• [Podany tekst]
Po wczorajszym zerwaniu przez pielęgniarski związek rozmów z rządem, siostry kontynuują strajki, głodówki i okupacje. Przed południem siostry wyszły na ulice Katowic. Od ponad dwóch tygodni pielęgniarki z Lublina okupują regionalną kasę chorych.

Przed południem siostry zablokowały centrum Katowic. W kilku punktach miasta kilkaset sióstr przechodziło przez przejścia dla pieszych. Pielęgniarki całkowicie wstrzymały ruch uliczny. Policjanci musieli kierować samochody na objazdy. Kiedy siostry zaczynały swój protest kierowcy nie kryli wzburzenia. Jedni krzyczeli, inni trąbili zmuszając pielęgniarki do opuszczenia pasów. W pewnej chwili na przejściu wytworzyła się luka, kilku kierowców gwałtownie ruszyło z miejsca. Na szczęście nikomu nic się nie stało. Siostry rozumieją oburzenie kierowców, ale "niestety społeczeństwo musi troszeczkę ucierpieć, nad czym my również ubolewamy" - powiedziała jedna z protestujących. W tej chwili ruch w centrum Katowic powoli wraca do normy.

• [Przekazane dane]

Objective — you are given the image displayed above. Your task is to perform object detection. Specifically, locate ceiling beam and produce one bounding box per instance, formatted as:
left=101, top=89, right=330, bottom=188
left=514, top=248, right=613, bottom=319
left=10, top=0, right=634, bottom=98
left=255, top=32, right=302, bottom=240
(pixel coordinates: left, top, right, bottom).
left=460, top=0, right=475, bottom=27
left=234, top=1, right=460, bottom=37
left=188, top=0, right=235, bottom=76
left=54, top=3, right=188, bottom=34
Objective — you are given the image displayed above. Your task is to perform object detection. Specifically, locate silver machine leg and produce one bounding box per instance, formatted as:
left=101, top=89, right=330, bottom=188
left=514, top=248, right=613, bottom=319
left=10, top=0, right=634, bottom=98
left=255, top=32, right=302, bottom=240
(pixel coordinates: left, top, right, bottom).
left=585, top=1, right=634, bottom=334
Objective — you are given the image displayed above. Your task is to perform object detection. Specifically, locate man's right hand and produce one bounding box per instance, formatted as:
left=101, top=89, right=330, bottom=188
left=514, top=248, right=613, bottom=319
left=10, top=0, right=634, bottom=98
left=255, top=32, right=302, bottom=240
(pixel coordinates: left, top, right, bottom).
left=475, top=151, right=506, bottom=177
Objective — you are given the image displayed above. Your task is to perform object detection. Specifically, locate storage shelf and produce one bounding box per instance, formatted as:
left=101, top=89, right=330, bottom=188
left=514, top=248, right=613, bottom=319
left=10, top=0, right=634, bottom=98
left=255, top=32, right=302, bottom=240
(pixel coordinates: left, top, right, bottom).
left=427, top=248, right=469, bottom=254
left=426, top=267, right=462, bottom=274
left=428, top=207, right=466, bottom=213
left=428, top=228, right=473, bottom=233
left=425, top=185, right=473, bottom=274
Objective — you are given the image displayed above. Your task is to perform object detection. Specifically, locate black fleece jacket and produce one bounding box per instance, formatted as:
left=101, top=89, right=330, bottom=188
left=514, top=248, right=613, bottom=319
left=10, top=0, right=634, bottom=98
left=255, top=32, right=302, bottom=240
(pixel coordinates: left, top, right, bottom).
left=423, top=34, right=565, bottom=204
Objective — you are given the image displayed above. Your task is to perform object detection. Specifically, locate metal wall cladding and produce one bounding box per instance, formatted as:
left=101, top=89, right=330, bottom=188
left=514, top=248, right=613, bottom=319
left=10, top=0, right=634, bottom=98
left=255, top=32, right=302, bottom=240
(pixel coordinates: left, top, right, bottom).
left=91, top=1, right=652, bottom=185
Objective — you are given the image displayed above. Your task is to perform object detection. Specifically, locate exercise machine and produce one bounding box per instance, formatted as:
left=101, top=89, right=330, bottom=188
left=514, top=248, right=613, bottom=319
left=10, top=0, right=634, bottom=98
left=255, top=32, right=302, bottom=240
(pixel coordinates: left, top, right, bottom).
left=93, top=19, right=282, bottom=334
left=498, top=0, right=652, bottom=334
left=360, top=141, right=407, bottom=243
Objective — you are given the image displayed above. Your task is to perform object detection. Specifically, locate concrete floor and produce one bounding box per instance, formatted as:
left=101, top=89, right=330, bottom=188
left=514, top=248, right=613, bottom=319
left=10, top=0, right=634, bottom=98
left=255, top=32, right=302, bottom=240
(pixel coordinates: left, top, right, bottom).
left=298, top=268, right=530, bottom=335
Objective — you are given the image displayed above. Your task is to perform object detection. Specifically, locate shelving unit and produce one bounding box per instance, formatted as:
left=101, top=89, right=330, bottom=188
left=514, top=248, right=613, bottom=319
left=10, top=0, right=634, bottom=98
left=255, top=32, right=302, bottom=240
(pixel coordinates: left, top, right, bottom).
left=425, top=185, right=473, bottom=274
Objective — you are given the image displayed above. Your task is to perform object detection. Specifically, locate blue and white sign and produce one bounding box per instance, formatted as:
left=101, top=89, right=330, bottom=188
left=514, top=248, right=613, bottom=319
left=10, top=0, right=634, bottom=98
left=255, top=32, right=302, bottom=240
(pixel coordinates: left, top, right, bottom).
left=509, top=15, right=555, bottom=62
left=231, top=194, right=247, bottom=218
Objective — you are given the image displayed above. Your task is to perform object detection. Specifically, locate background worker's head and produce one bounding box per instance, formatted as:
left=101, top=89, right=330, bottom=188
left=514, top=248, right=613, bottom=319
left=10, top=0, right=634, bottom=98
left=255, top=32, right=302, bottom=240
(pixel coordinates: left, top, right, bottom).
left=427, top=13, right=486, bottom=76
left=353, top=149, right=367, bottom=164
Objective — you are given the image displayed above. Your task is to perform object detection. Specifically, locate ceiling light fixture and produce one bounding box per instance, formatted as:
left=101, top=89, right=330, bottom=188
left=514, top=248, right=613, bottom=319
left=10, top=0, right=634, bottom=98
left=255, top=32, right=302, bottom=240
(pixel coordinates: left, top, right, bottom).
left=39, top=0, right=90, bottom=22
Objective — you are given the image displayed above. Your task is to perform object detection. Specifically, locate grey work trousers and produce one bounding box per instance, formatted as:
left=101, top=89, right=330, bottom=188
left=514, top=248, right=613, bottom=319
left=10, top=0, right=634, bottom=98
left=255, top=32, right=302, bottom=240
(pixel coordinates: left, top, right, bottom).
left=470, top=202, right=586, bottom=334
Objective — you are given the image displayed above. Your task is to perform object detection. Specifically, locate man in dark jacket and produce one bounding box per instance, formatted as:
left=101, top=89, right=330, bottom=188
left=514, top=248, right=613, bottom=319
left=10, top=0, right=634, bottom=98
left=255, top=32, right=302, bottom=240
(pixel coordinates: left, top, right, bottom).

• [Polecenie] Popraw fragment tekstu o proteście pielęgniarek: przepisz wszystko od "Przed południem siostry zablokowały" w dół aż do "wraca do normy.", wstawiając "Gliwic" wszędzie tam, gdzie stoi "Katowic". Wpisy nie mają tu żadnego znaczenia.

• [Odpowiedź]
Przed południem siostry zablokowały centrum Gliwic. W kilku punktach miasta kilkaset sióstr przechodziło przez przejścia dla pieszych. Pielęgniarki całkowicie wstrzymały ruch uliczny. Policjanci musieli kierować samochody na objazdy. Kiedy siostry zaczynały swój protest kierowcy nie kryli wzburzenia. Jedni krzyczeli, inni trąbili zmuszając pielęgniarki do opuszczenia pasów. W pewnej chwili na przejściu wytworzyła się luka, kilku kierowców gwałtownie ruszyło z miejsca. Na szczęście nikomu nic się nie stało. Siostry rozumieją oburzenie kierowców, ale "niestety społeczeństwo musi troszeczkę ucierpieć, nad czym my również ubolewamy" - powiedziała jedna z protestujących. W tej chwili ruch w centrum Gliwic powoli wraca do normy.